Can you repeat the Chinese naval fleet text starting with "Table 1 - Strength" and going on through "(182) 65 (30)", swapping "Fast Attack Craft" for "Patrol Craft"?

*** Document excerpt ***

The Golf-class submarine was refitted in 1995 with JL-2, two-staged solid fuel missile, with inertial guidance up to 8,000 km or 4,320 n-miles. It also contains three or four 90 kt nuclear MIRV or a single nuclear 250 MIRV kt. The Xia-class SSBN is fitted with 12-JL-2 two-stage solid fuel missiles, with inertial guidance up to 8,000 km. Its refitting process, started in 1995, is expected to be completed in 1998. The Han-class attack submarines are armed with C-801 cruise missiles, with a range of 42 km or 22 n-miles. Their original basic Russian electronic support measures (ESM or intercept) was replaced by a modern French design, possibly for long-range targeting. The Song-class submarines, "the first Chinese submarine equipped with a submerged-launched anti-ship cruise missile,"9 are still undergoing a trial period. These submarines contain an integrated bow sonar, are armed with C-801 SSMs, and their diesel engines are reported to be reverse engineered.


Table 1 - Strength of the Fleet of the PRC

Type Active (Reserve) Building (Planned)
Aircraft Carrier 0 1
SSBN 1 (1)
SSB 1 -
Fleet Submarines (SSN) 5 1
Cruise Missile Submarine (SSG) 1 -
Patrol Submarines 54 (32) 3 (2)
Destroyers 18 (1)
Frigates 35 2
Fast Attack Craft (Missile) 129 (56) 3
Fast Attack Craft (Gun) 105 (182) 65 (30)

*** Entries provided ***

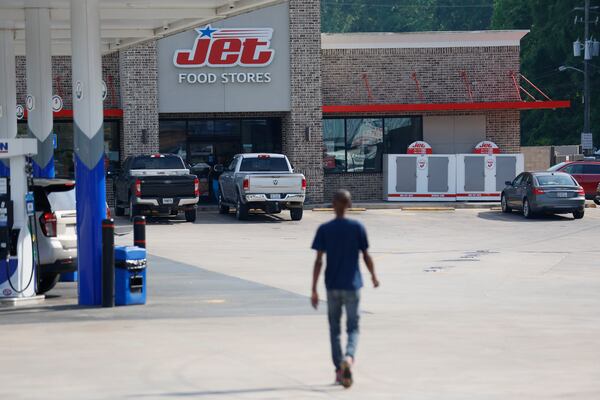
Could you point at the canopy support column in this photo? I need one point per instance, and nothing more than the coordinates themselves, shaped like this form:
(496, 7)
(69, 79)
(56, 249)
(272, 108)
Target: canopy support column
(89, 146)
(8, 92)
(39, 88)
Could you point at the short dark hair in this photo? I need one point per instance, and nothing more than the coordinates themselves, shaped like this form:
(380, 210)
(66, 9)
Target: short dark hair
(342, 196)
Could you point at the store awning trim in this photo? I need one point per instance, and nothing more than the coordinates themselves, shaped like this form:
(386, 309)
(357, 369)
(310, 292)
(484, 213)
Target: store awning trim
(475, 106)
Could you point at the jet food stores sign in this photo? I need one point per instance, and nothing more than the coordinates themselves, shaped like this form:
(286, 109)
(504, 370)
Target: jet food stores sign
(240, 64)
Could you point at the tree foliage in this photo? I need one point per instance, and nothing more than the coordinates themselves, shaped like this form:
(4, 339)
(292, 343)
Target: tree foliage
(544, 49)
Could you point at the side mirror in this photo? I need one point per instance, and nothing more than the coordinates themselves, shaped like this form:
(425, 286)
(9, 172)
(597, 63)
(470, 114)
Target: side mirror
(113, 173)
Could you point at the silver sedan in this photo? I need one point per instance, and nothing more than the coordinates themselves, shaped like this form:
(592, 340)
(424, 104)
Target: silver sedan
(544, 192)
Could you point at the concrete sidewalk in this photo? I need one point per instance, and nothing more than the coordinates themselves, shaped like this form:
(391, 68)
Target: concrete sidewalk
(474, 305)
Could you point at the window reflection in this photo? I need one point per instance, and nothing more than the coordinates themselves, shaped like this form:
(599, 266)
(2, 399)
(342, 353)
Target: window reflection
(334, 145)
(364, 144)
(358, 144)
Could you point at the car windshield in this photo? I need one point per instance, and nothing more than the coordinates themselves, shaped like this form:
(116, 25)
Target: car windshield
(62, 201)
(555, 180)
(557, 166)
(155, 162)
(264, 164)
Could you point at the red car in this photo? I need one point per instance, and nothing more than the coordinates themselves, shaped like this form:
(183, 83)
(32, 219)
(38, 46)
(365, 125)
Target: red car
(586, 173)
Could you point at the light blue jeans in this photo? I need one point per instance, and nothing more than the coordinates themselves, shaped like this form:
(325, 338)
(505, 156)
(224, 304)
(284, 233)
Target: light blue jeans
(348, 299)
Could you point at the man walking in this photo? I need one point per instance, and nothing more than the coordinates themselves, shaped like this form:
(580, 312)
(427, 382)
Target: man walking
(342, 240)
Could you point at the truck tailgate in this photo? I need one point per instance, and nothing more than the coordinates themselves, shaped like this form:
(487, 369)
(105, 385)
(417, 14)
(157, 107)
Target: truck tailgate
(274, 183)
(66, 228)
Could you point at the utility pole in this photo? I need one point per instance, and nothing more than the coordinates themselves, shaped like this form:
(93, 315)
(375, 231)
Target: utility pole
(586, 74)
(591, 48)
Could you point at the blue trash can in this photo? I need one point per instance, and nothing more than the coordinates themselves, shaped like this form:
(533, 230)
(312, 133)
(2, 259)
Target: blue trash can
(130, 275)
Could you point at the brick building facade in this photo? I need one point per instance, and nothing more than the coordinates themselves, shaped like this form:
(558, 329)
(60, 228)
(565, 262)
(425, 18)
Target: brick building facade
(415, 73)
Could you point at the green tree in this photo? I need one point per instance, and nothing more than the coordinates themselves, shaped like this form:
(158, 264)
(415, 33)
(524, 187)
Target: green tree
(546, 47)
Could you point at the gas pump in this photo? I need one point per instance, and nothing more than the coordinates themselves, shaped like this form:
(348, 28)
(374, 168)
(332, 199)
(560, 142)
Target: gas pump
(17, 266)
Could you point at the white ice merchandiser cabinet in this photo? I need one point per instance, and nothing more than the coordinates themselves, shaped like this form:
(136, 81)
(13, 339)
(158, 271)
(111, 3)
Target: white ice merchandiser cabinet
(421, 175)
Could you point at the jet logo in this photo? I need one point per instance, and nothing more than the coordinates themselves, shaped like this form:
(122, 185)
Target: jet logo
(227, 47)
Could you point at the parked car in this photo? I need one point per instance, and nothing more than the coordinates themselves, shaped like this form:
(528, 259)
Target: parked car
(544, 192)
(158, 184)
(586, 173)
(261, 181)
(56, 230)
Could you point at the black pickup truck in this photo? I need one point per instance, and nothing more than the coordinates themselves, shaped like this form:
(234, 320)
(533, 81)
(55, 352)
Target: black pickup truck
(158, 184)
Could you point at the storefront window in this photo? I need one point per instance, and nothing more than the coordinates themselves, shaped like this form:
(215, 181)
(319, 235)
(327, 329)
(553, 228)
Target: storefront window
(172, 137)
(400, 133)
(358, 144)
(364, 142)
(112, 143)
(261, 136)
(205, 142)
(334, 145)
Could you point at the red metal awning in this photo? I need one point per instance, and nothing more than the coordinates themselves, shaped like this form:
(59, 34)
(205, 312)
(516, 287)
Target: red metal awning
(476, 106)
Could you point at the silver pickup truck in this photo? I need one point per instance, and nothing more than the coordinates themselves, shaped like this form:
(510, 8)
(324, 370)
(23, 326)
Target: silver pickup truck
(261, 181)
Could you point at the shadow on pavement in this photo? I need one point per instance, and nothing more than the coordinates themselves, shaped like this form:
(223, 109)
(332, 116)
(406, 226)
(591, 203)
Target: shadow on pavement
(175, 291)
(307, 388)
(515, 217)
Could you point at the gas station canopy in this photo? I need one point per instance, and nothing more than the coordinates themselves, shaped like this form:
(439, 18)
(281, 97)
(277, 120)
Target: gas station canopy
(124, 23)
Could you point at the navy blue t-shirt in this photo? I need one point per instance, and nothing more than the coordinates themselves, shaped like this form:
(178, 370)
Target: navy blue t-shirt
(342, 240)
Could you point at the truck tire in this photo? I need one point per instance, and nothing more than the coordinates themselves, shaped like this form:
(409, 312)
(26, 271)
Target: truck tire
(190, 215)
(296, 213)
(47, 283)
(241, 211)
(223, 209)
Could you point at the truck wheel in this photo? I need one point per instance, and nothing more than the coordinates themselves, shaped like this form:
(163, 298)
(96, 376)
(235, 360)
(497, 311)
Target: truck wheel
(190, 215)
(223, 209)
(241, 211)
(296, 213)
(47, 283)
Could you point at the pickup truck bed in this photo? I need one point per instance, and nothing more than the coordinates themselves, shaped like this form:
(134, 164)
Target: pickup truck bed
(264, 182)
(145, 188)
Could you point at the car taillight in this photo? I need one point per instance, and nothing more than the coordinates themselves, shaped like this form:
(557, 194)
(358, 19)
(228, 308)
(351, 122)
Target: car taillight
(48, 224)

***

- _Expected output_:
Table 1 - Strength of the Fleet of the PRC

Type Active (Reserve) Building (Planned)
Aircraft Carrier 0 1
SSBN 1 (1)
SSB 1 -
Fleet Submarines (SSN) 5 1
Cruise Missile Submarine (SSG) 1 -
Patrol Submarines 54 (32) 3 (2)
Destroyers 18 (1)
Frigates 35 2
Patrol Craft (Missile) 129 (56) 3
Patrol Craft (Gun) 105 (182) 65 (30)